* INSTRUCTIONS FOR THE TASK
Filter the records below to keep every line containing the word "white", and copy those lines unchanged in their original order.

— start of RECORD EXCERPTS —

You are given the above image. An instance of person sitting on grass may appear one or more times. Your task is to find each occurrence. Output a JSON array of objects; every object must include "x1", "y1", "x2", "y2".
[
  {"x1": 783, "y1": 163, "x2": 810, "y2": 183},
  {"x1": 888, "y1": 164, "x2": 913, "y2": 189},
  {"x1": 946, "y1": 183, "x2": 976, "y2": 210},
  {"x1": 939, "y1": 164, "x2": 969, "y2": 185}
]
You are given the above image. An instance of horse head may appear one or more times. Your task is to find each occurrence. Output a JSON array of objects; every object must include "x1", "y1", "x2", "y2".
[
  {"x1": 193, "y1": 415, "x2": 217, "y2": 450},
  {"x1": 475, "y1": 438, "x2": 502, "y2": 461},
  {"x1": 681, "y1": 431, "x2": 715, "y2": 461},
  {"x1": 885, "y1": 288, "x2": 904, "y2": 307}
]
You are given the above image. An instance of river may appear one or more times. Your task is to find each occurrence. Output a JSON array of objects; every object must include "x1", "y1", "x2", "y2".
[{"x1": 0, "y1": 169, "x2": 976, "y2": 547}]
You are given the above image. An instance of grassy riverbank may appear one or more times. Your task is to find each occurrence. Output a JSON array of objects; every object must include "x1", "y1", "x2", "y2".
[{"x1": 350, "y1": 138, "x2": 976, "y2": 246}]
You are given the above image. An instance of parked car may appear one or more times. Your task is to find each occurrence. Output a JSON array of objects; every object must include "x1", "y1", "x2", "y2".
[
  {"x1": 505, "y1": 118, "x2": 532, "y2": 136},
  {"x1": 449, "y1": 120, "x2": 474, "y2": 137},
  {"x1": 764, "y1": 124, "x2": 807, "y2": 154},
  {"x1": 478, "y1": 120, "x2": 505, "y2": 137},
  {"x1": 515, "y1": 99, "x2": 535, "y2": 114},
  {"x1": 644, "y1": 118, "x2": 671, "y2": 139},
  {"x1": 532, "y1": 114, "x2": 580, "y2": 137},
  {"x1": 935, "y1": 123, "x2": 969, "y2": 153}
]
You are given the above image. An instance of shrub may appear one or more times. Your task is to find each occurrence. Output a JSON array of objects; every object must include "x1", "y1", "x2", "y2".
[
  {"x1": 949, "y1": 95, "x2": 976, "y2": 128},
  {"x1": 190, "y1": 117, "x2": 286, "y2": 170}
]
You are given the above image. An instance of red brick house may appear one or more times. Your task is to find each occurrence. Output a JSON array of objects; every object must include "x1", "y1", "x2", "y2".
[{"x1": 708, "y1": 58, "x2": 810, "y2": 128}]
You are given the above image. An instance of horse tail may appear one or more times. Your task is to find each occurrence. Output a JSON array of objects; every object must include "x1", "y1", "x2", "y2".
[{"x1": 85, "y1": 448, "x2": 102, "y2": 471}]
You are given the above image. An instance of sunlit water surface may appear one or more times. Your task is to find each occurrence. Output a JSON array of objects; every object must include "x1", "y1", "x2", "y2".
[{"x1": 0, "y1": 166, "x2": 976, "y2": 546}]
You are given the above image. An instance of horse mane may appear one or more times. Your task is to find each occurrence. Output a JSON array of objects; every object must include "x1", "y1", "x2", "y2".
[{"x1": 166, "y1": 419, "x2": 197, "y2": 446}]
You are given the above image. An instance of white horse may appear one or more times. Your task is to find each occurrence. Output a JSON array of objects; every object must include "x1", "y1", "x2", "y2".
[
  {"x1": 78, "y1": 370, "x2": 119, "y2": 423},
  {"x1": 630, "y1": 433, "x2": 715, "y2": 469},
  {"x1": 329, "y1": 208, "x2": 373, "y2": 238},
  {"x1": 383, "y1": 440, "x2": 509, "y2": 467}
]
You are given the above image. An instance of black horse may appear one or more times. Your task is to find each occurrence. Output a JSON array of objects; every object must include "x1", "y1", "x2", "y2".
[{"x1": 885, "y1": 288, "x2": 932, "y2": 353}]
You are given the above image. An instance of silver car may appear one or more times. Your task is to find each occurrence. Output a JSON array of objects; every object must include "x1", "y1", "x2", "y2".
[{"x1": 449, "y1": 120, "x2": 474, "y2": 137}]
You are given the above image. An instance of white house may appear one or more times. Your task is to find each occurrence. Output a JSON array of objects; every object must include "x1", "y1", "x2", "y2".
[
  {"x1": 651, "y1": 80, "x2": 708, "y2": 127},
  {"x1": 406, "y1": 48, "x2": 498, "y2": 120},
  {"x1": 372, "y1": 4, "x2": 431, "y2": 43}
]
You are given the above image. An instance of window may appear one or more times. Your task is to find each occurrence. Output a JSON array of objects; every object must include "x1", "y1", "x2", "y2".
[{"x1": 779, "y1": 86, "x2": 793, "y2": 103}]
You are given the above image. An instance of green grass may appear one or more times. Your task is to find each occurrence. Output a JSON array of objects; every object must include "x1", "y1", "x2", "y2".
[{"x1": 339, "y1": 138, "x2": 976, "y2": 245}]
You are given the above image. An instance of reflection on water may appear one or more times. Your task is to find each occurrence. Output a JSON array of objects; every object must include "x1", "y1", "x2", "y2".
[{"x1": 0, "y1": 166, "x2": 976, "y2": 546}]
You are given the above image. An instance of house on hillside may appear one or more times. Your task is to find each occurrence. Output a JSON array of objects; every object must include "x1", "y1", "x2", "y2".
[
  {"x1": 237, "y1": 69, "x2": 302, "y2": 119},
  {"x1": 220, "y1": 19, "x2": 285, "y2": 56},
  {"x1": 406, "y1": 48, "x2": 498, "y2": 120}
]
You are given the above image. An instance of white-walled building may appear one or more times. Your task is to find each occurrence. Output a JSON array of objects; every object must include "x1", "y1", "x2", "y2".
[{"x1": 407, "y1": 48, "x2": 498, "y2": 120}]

— end of RECORD EXCERPTS —
— start of RECORD EXCERPTS —

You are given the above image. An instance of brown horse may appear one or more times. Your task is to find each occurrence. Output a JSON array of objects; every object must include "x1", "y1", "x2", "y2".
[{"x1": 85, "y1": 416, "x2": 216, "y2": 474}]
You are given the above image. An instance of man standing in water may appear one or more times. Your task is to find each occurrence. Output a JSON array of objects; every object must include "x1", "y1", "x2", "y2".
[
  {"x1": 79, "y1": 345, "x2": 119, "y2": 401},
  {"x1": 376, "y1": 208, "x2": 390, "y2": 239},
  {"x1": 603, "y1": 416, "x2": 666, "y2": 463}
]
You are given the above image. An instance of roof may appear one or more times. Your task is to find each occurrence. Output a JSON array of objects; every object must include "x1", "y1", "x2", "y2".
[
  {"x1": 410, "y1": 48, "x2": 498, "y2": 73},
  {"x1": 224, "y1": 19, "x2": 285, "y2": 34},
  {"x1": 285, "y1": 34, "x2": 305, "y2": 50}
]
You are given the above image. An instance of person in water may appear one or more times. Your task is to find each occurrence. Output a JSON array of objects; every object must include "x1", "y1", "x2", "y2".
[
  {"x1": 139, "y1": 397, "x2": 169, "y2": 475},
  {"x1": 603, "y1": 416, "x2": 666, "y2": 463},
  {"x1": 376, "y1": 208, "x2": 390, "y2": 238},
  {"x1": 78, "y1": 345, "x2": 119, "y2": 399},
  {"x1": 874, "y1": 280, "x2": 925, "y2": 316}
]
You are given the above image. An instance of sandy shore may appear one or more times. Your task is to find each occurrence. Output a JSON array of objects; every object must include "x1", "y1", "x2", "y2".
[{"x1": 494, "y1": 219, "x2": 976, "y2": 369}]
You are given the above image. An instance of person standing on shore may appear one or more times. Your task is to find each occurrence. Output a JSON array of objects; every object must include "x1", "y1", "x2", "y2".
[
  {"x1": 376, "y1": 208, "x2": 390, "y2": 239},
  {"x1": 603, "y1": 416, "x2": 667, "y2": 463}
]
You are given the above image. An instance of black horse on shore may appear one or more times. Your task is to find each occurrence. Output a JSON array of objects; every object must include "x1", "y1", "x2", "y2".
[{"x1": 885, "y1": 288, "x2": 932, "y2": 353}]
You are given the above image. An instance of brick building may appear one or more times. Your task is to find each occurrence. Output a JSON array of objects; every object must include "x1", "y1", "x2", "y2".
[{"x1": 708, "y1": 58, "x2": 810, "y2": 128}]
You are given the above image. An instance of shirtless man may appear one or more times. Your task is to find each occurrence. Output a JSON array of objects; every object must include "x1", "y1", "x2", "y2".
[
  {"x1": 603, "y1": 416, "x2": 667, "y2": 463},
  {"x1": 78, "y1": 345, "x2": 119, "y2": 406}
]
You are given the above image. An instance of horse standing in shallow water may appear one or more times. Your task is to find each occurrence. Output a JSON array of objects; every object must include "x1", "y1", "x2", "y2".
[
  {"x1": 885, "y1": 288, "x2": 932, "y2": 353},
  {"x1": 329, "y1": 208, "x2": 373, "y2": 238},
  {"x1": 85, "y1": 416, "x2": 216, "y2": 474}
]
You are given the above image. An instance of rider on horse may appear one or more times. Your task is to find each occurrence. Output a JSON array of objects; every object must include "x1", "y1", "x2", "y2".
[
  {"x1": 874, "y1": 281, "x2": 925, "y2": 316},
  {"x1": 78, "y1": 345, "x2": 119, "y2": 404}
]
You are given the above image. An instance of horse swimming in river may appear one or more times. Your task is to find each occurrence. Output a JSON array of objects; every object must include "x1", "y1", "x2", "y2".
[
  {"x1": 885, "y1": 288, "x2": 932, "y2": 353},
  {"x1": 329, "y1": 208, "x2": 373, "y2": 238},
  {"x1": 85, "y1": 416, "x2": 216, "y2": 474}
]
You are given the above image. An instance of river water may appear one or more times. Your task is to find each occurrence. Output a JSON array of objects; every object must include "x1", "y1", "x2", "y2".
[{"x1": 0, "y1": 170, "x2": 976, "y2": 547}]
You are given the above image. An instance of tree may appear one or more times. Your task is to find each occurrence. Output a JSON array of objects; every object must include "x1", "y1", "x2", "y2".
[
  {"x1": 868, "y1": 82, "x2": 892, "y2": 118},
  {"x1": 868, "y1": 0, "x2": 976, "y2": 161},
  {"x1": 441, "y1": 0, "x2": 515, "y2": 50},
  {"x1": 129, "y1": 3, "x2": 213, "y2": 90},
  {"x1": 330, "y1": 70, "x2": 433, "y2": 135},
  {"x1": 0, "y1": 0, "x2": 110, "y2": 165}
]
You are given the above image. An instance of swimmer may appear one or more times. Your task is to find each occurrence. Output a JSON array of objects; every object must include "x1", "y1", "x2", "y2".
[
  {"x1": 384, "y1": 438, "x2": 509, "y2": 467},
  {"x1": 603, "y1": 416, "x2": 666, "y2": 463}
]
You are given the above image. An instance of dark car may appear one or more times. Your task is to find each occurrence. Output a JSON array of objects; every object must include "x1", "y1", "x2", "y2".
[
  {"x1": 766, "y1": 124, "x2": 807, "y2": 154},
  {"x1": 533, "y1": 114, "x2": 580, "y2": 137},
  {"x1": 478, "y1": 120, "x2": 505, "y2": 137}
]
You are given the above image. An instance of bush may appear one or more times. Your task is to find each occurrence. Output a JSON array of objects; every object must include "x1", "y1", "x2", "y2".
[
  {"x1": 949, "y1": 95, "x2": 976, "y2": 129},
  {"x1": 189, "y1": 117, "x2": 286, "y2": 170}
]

— end of RECORD EXCERPTS —

* TASK SOLUTION
You are given the above image. An instance of white horse may appear one or more times. Your task is to find each occurrence. Output a JSON array of objects; every object must include "x1", "y1", "x2", "y2".
You are given the above image. An instance of white house may appear one or more times. Your task is to find each occurrence. Output a JSON array of objects; every object must include "x1", "y1", "x2", "y2".
You are given the above image. An instance of white-walled building may appear one or more times. Your task is to find each occurrence. Output a JSON array of objects; every object must include "x1", "y1", "x2", "y2".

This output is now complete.